* **REQUIREMENT**
The entries below are to be written out again without alteration.

[Dataset records]
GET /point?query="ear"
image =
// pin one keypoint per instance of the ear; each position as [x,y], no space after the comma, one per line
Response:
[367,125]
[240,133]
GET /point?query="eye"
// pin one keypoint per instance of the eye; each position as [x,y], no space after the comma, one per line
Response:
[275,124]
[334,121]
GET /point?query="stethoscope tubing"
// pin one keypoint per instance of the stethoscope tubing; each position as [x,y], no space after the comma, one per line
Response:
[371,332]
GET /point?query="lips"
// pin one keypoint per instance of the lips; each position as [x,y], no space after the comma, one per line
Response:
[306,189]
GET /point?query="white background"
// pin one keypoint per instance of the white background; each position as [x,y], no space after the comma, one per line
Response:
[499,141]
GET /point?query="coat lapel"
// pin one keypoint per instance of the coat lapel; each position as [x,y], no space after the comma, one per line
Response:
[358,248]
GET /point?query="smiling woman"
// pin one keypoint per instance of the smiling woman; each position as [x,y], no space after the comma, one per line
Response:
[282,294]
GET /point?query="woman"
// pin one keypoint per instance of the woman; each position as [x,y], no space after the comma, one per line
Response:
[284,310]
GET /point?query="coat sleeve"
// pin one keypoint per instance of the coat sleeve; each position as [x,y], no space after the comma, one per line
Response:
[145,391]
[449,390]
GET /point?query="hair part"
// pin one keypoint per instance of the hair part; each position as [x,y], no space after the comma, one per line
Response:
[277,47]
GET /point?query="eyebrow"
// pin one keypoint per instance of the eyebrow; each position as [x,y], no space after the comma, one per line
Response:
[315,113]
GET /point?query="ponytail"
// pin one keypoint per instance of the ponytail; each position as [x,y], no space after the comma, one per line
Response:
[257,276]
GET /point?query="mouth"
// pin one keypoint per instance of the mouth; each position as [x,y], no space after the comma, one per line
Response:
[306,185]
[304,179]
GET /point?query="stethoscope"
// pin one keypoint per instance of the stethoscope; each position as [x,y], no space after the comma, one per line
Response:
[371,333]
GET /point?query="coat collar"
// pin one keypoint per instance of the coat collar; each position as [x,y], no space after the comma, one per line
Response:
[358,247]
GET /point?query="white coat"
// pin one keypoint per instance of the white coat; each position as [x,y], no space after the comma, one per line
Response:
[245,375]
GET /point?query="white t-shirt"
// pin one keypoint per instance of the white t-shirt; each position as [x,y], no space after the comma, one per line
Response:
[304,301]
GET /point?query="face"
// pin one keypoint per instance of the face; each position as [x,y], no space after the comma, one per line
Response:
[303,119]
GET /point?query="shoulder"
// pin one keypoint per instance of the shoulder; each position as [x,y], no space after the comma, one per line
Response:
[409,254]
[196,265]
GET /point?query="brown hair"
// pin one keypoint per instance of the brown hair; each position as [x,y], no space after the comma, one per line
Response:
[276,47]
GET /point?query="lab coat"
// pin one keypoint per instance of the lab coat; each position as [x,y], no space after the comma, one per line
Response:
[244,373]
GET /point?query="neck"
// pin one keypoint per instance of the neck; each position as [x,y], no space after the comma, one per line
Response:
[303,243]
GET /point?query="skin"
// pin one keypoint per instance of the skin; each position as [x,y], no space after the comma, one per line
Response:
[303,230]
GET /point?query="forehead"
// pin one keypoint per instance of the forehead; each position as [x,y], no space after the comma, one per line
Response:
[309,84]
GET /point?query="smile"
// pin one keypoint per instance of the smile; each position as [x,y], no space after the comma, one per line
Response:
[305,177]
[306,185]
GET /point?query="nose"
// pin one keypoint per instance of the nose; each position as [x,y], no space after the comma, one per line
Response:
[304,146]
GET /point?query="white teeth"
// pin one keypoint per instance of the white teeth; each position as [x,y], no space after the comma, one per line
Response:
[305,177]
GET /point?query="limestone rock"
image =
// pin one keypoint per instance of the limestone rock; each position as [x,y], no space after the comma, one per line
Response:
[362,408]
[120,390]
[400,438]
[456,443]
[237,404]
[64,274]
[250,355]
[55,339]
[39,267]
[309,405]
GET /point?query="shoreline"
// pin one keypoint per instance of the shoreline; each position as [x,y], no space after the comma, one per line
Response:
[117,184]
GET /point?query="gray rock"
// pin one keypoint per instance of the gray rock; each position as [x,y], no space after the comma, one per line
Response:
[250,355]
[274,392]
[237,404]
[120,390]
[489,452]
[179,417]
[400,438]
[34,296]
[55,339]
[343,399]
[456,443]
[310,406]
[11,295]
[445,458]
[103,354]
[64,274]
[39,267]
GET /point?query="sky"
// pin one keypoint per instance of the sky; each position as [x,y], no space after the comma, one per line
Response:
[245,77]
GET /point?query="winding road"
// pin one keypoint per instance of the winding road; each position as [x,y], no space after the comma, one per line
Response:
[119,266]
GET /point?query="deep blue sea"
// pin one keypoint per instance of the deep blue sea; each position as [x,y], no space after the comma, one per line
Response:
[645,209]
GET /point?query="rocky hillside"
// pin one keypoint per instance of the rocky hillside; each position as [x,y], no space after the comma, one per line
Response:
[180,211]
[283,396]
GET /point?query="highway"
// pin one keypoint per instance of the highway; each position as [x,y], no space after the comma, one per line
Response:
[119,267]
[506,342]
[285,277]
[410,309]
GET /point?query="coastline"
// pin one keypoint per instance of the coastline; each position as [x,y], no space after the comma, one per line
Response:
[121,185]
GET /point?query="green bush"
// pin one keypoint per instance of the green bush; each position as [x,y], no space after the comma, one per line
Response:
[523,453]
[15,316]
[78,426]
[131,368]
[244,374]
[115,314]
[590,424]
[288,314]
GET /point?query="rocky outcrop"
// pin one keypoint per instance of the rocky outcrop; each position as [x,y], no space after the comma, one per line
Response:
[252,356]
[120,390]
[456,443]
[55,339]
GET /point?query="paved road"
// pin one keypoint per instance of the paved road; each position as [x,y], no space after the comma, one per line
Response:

* **SOLUTION**
GET /point?query="ear"
image =
// pin one keypoint per instance of the ear; each position as [x,y], no space after the comma, one per line
Response:
[367,125]
[240,133]
GET /point?query="eye"
// pin one keypoint per instance of the eye; each position as [x,y], no space after the comma, one per line
Response:
[275,124]
[334,121]
GET /point?query="stethoscope tubing"
// pin one keypoint per instance of the stethoscope tubing; each position as [x,y], no space after the comma, one per line
Response:
[371,332]
GET /point?query="lips"
// pin one keypoint per instance of the lips; each position as [x,y], no space after the comma, one per line
Response:
[306,189]
GET /point?query="white background"
// pin one keypoint per instance of the white background; each position as [x,y], no space after the comma, one per line
Response:
[499,141]
GET /point?query="coat lapel"
// pin one keypoint per instance of the coat lapel; each position as [x,y], no space after the comma, one per line
Response:
[358,248]
GET /point?query="smiling woman"
// pin one keypoint per instance of the smiling woman; each position as [x,y], no space after the comma, one per line
Response:
[282,294]
GET /point?query="woman"
// pin one keypoint per instance of the woman; each position as [x,y], no space after the comma, one per line
Response:
[284,310]
GET /point?query="coat sleeve"
// pin one keypoint per instance of the coat sleeve; each position as [x,y], no space after the comma, one per line
Response:
[145,391]
[449,390]
GET /point?query="hair part"
// pin one keypoint per instance of the hair part; each position as [x,y], no space after the comma, one per line
Response:
[277,47]
GET /point?query="eyebrow"
// pin one keypoint per instance of the eyebrow; each position as [x,y], no space after the comma, one per line
Response:
[315,113]
GET /point?query="ponytail"
// pin one keypoint per instance of the ponytail; each position as [x,y], no space after the comma, one per line
Response:
[257,276]
GET /point?query="mouth"
// pin one keypoint per instance of the mouth; each position as [x,y], no space after the comma, one per line
Response:
[306,185]
[304,179]
GET /point?query="stethoscope"
// pin one keypoint per instance of the stethoscope; each position as [x,y], no space after the comma, one per line
Response:
[371,333]
GET /point?query="coat collar"
// pin one keypoint per instance of the coat collar; each position as [x,y], no space after the comma, one per line
Response:
[358,247]
GET /point?query="white coat"
// pin one keypoint per instance of the white coat; each position as [x,y], no space after the comma, one per line
Response:
[245,375]
GET /point?query="white t-shirt"
// pin one keypoint per instance of the white t-shirt; each position as [x,y], no space after the comma, one per line
Response:
[304,301]
GET /point?query="face"
// pin one keypoint per instance of the face; each position as [x,y], no space after the comma, one per line
Response:
[303,119]
GET /point?query="shoulder"
// pin one keypoint per instance of the shoulder; each position as [x,y], no space after the comma, one per line
Response:
[409,254]
[196,265]
GET /point?query="brown hair"
// pin one keypoint per instance of the brown hair; each position as [x,y], no space after the comma, one per line
Response:
[276,47]
GET /point?query="lab coat"
// pin one keypoint per instance of the lab coat; each position as [x,y], no space after the comma, one per line
Response:
[244,373]
GET /point?query="neck"
// pin one keypoint per instance of the neck; each position as [x,y], no space after the comma, one per line
Response:
[303,243]
GET /point?query="skin"
// pin one keypoint per instance of the skin; each position as [x,y], no space after the comma, one per line
Response:
[303,230]
GET /point?query="forehead"
// pin one keypoint per instance of the forehead; each position as [x,y], no space after the comma, one per line
Response:
[309,84]
GET /point?query="smile"
// pin one keypoint per instance of the smile; each position as [x,y], no space after the comma, one per line
Response:
[305,177]
[306,185]
GET /point?query="nose"
// pin one keypoint per instance of the nose; each position as [x,y], no space after the comma, one per line
Response:
[304,146]
GET /point?query="white teeth"
// pin one keypoint per instance of the white teeth; each position as [x,y], no space after the comma, one per line
Response:
[305,177]
GET /point?query="limestone rock"
image =
// pin one keypoint per instance of the limestone rock; each position as [x,y], no space after the comma, one per line
Response:
[362,408]
[120,390]
[400,438]
[456,443]
[237,404]
[64,274]
[250,355]
[55,339]
[39,267]
[309,405]
GET /point?query="shoreline"
// pin one keypoint per instance of the shoreline; each position as [x,y], no space after the comma, one per line
Response:
[117,184]
GET /point?query="gray rock"
// pin one keypoint per instance of the gray rock; each position as [x,y], no space after the comma, one per line
Response:
[250,355]
[274,392]
[237,404]
[120,390]
[489,452]
[179,417]
[400,438]
[34,296]
[55,339]
[343,399]
[456,443]
[310,406]
[11,295]
[445,458]
[103,354]
[64,274]
[39,267]
GET /point?query="sky"
// pin one keypoint per instance of the sky; each position as [x,y], no space after the comma, one per line
Response:
[245,77]
GET /point?query="winding road"
// pin one keypoint per instance of the winding road; each position as [x,y], no space after the comma, one per line
Response:
[119,266]
GET /point?query="deep blue sea"
// pin one keypoint per instance of the deep blue sea; each position as [x,y], no space after the comma, one per line
Response:
[645,209]
GET /point?query="rocky hillside"
// pin one keypoint per instance of the rocky hillside; each position as [x,y], no space after the comma, one per line
Response:
[180,211]
[283,396]
GET /point?query="highway"
// pin one keypoint per instance of the highway; each position as [x,y], no space after the comma, one per line
Response:
[119,267]
[506,342]
[285,277]
[410,309]
GET /point?query="coastline"
// pin one keypoint per instance of the coastline; each position as [x,y], no space after the comma, one per line
Response:
[121,185]
GET /point?query="green bush"
// pin one keypoint per instance of the green bush; each position as [x,y], no space after the comma, one per line
Response:
[523,453]
[15,316]
[78,426]
[131,368]
[244,374]
[115,314]
[590,424]
[288,314]
GET /point?query="rocky outcrop"
// pin one keypoint per instance of the rocky outcrop; each position as [x,y], no space after the comma, one per line
Response:
[252,356]
[120,390]
[456,443]
[55,339]
GET /point?query="paved road"
// pin one keypoint per instance of the paved road; each position as [x,y], no space after the comma, one per line
Response:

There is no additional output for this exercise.